▶ [What the task requires]:
Could you transcribe every entry below exactly, leaving out the pictures?

Top of Material provided

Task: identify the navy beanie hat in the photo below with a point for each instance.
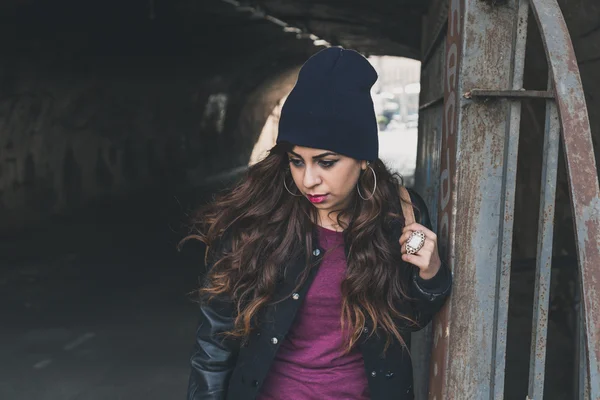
(331, 107)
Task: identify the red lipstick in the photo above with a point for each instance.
(317, 198)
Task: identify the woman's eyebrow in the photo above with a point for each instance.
(329, 153)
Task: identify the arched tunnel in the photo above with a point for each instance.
(118, 118)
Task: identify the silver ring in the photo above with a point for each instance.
(415, 242)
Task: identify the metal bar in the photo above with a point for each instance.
(509, 184)
(438, 366)
(431, 103)
(582, 378)
(472, 206)
(581, 170)
(541, 297)
(510, 94)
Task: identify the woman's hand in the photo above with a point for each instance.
(427, 259)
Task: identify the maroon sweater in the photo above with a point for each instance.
(310, 363)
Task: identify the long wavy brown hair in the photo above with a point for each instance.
(256, 228)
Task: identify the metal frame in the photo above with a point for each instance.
(479, 150)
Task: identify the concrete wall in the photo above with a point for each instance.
(105, 102)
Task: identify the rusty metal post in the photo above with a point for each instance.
(541, 296)
(581, 171)
(476, 201)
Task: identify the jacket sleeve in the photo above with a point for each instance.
(214, 356)
(429, 295)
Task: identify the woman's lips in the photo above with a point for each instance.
(316, 199)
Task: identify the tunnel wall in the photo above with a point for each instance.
(97, 108)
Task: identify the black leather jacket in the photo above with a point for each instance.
(234, 369)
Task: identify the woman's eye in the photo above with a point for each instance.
(327, 164)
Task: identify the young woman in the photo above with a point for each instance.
(314, 280)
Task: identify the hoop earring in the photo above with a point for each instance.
(374, 188)
(286, 188)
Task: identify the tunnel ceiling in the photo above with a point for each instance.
(375, 27)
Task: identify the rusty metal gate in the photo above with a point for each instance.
(472, 87)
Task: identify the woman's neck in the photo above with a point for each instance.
(330, 221)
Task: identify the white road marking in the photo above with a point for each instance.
(42, 364)
(81, 339)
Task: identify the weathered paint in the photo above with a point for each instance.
(541, 297)
(508, 191)
(446, 203)
(477, 184)
(581, 170)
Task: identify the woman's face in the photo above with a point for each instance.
(324, 177)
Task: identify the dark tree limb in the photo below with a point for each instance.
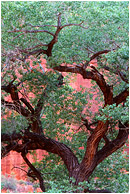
(36, 172)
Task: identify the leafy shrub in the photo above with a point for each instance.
(8, 183)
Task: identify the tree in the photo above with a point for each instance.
(69, 35)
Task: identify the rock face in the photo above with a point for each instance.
(14, 159)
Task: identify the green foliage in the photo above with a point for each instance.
(8, 183)
(112, 173)
(105, 26)
(115, 113)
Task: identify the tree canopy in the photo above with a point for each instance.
(57, 118)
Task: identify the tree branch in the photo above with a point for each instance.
(31, 31)
(36, 172)
(114, 145)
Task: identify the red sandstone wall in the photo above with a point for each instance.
(14, 159)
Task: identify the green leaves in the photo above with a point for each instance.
(113, 112)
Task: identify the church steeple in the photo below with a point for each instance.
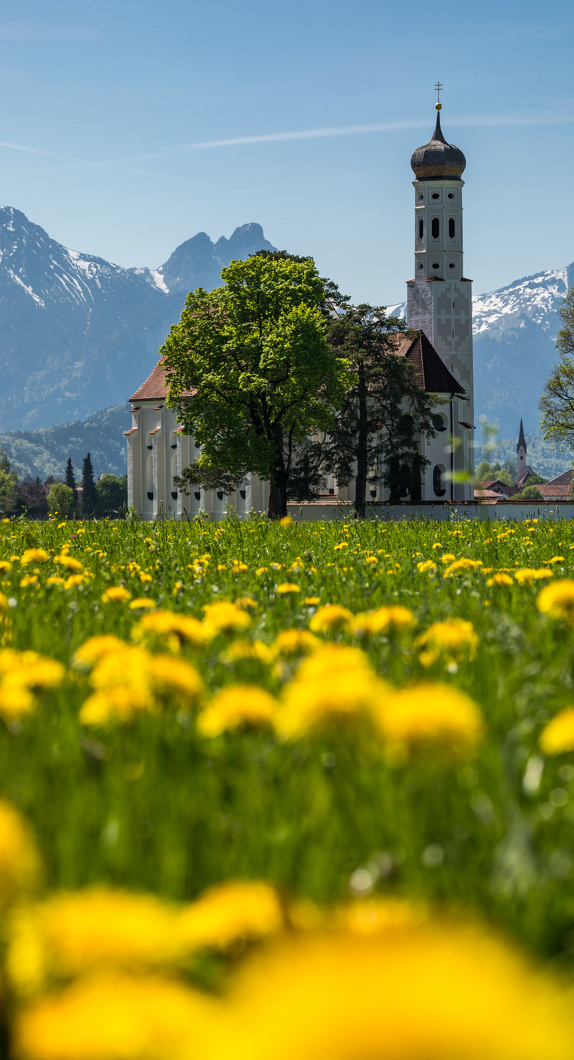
(521, 454)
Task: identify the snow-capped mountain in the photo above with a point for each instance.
(515, 334)
(78, 333)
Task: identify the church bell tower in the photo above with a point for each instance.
(440, 298)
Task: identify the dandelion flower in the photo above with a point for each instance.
(237, 707)
(231, 912)
(411, 992)
(119, 1018)
(429, 714)
(115, 594)
(557, 600)
(34, 555)
(330, 618)
(557, 738)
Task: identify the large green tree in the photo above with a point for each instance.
(382, 413)
(262, 377)
(557, 401)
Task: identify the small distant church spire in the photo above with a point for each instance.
(521, 454)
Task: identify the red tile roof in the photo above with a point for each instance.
(154, 388)
(432, 374)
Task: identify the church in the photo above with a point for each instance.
(438, 307)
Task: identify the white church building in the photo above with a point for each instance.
(438, 306)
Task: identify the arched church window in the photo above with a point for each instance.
(438, 480)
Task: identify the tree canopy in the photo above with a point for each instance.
(262, 377)
(557, 401)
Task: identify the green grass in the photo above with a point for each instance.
(154, 807)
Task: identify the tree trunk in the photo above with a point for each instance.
(276, 507)
(362, 445)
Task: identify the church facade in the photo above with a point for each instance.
(438, 307)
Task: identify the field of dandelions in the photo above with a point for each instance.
(287, 791)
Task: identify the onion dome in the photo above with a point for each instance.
(438, 160)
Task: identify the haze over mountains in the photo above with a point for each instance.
(77, 333)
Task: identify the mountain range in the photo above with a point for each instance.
(515, 333)
(77, 333)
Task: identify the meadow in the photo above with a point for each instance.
(354, 741)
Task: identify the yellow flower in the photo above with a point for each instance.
(382, 620)
(332, 686)
(557, 600)
(429, 714)
(557, 738)
(225, 617)
(231, 912)
(119, 1018)
(292, 642)
(426, 565)
(34, 555)
(330, 618)
(527, 575)
(463, 564)
(96, 929)
(19, 861)
(409, 992)
(450, 638)
(115, 593)
(69, 562)
(236, 707)
(173, 628)
(500, 579)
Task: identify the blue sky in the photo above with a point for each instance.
(113, 112)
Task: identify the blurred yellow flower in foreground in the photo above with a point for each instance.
(230, 912)
(557, 738)
(115, 594)
(19, 861)
(429, 714)
(97, 929)
(336, 684)
(330, 618)
(428, 992)
(118, 1018)
(450, 639)
(382, 620)
(34, 555)
(557, 600)
(238, 706)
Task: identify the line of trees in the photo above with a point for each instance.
(37, 498)
(290, 382)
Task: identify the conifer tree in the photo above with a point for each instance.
(70, 478)
(89, 494)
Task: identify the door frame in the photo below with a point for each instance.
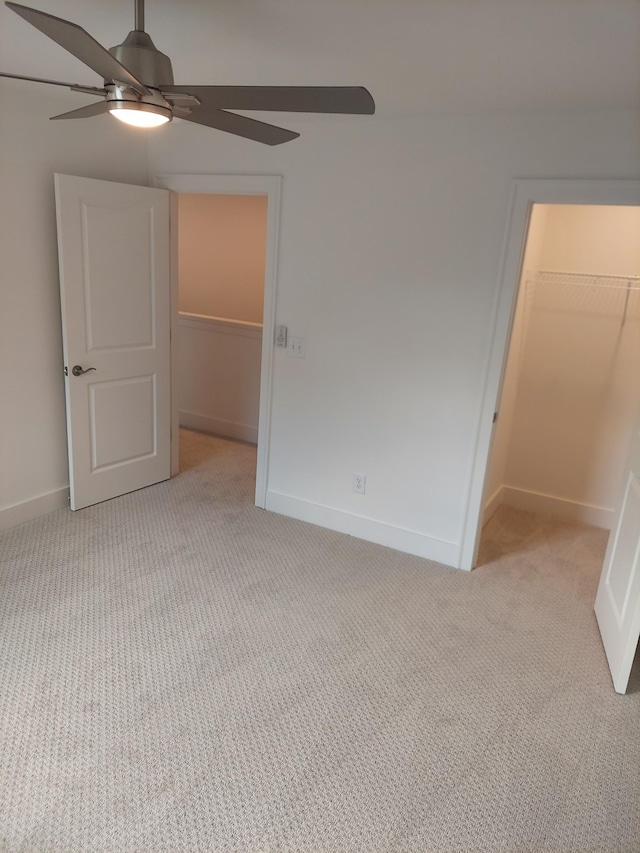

Bottom of Material provided

▶ [Task solution]:
Task: identify the navy beanie hat in the photo below with a point for each instance.
(331, 107)
Task: identify the red lipstick in the photo above with a point for each instance.
(317, 198)
Task: identify the woman's eyebrow in the photo above with a point for each instance.
(329, 153)
Task: identify the arched tunnel in the photo above with a point for each instance.
(118, 118)
Task: identify the silver ring in the photo above with a point for each instance.
(415, 242)
Task: identify the metal bar in the photo above with a point for each instance.
(509, 184)
(438, 366)
(431, 103)
(582, 378)
(472, 206)
(581, 170)
(541, 297)
(510, 94)
Task: identify the woman's hand in the photo above with a point for each instance.
(427, 259)
Task: identify the maroon sweater in the photo above with a point for each instance.
(310, 363)
Task: identify the long wavy brown hair in the photo above with a point for each instance.
(256, 228)
Task: identify the metal frame in the photo above with a point for each instance.
(479, 150)
Task: identify the concrete wall in the photo above with a point for each instance.
(105, 102)
Task: identify the rusty metal post in the photo above with a point for each instance.
(541, 296)
(581, 171)
(476, 201)
Task: identify the jacket sleeve in the photo above with a point for each instance.
(214, 356)
(429, 295)
Task: identify the woman's lips in the photo above with a point for each instance.
(316, 199)
Task: identify the tunnel wall in the photo above with a point for each instance.
(97, 108)
Task: identify the black leather jacket in the photo above with a point for each instance.
(234, 369)
Task: identify the woman's eye in the photo above with a point for each instance.
(327, 164)
Task: identify the young woman in the photo above with a point for each instance.
(314, 280)
Task: identify the hoop earring in the photo above with a point for each instance.
(374, 188)
(286, 188)
Task: identify the tunnel ceiling in the photo above with a point for each instance.
(375, 27)
Task: identify the rusty metal gate in the photo above with a point for each instance.
(472, 87)
Task: identify the woman's neck in the photo above with a point for each instance.
(330, 221)
Task: identify the white road marking in the photo above with a point for each instance.
(42, 364)
(81, 339)
Task: identify the weathered paint in the photo above with a point for each instance.
(541, 297)
(508, 191)
(446, 203)
(477, 184)
(581, 170)
Task: identify the woman's face in the photo above with a point for each instance.
(324, 177)
Task: identify the dark tree limb in the photo below with a point for each instance.
(36, 172)
Task: identify the leafy shrub in the photo above with a point for each instance.
(8, 183)
Task: identify the tree in the photo above with a point for each instance.
(69, 35)
Task: identify the rock face in the photo above with a point for each instance.
(14, 159)
Task: identify the green foliage in the photo above with a point for each instance.
(8, 183)
(112, 173)
(105, 26)
(115, 113)
Task: identify the tree canopy in the photo above with a point for each instance.
(57, 118)
Task: identify the tree branch in the photo above with a point for each instance.
(31, 31)
(36, 172)
(114, 145)
Task: identify the red sandstone wall in the photo above with a point for each instance.
(14, 159)
Task: identify the green leaves in the photo above with a point for each instance.
(113, 112)
Task: identify the church steeple in the photo below with a point for each instance.
(521, 454)
Task: identify the snow-capped mountain in the photo above with a point for each instance.
(515, 334)
(78, 333)
Task: identify the church bell tower in the photo above with a point for each instance.
(440, 298)
Task: identify the dandelion flower in the photo above with a point for each instance.
(237, 707)
(231, 912)
(411, 992)
(119, 1018)
(429, 714)
(115, 594)
(557, 600)
(34, 555)
(330, 618)
(557, 738)
Task: identify the large green tree in the photo above with a point for each instance.
(382, 413)
(262, 377)
(557, 401)
Task: identify the small distant church spire in the photo above with a point for each instance.
(521, 454)
Task: identify the red tile roof in the photo above with a point for each instance.
(154, 388)
(432, 374)
Task: identify the church in the photo above with a point for each instance.
(438, 307)
Task: identify the white church building in the photo above with a point for each instance.
(438, 306)
Task: identify the arched church window in the photo above with a point for each instance.
(438, 480)
Task: identify the tree canopy in the photo above with a point for each instance.
(262, 377)
(557, 401)
Task: identify the green grass in the photo above with a point for each instance.
(154, 807)
Task: identify the tree trunk in the photo above with a point for each instance.
(276, 507)
(362, 445)
Task: identify the church facade in the photo above with a point for each instance.
(438, 307)
Task: identify the field of dandelions in the photo above with a point for each instance.
(287, 791)
Task: identify the onion dome in the photo above with a point for each instance.
(438, 160)
Task: identify the haze over mountains in the photo above with a point for each instance.
(77, 333)
Task: identify the mountain range in the photo above with a point for each instance.
(515, 333)
(77, 333)
Task: identify the meadow in the photo above with a point for each instance.
(354, 741)
Task: identify the yellow flower in the photo above with a point for each instance.
(382, 620)
(332, 686)
(557, 600)
(429, 714)
(557, 738)
(225, 617)
(231, 912)
(119, 1018)
(292, 642)
(426, 565)
(34, 555)
(330, 618)
(527, 575)
(463, 564)
(96, 929)
(19, 861)
(409, 992)
(450, 638)
(115, 593)
(69, 562)
(236, 707)
(173, 628)
(500, 579)
Task: identify the blue sky in the photo above with a point for each instance.
(113, 112)
Task: identify the blurred yellow flower in foreground in the photo above with a point for each instance.
(230, 912)
(557, 738)
(115, 594)
(19, 861)
(429, 714)
(97, 929)
(336, 684)
(330, 618)
(428, 992)
(118, 1018)
(450, 639)
(382, 620)
(34, 555)
(557, 600)
(238, 706)
Task: identify the line of trees in the photo above with a point for each instance.
(37, 498)
(290, 382)
Task: identify the conifer tree in the photo above with a point for each instance.
(70, 478)
(89, 494)
Task: identify the door frame in the photo below with a point for each instance.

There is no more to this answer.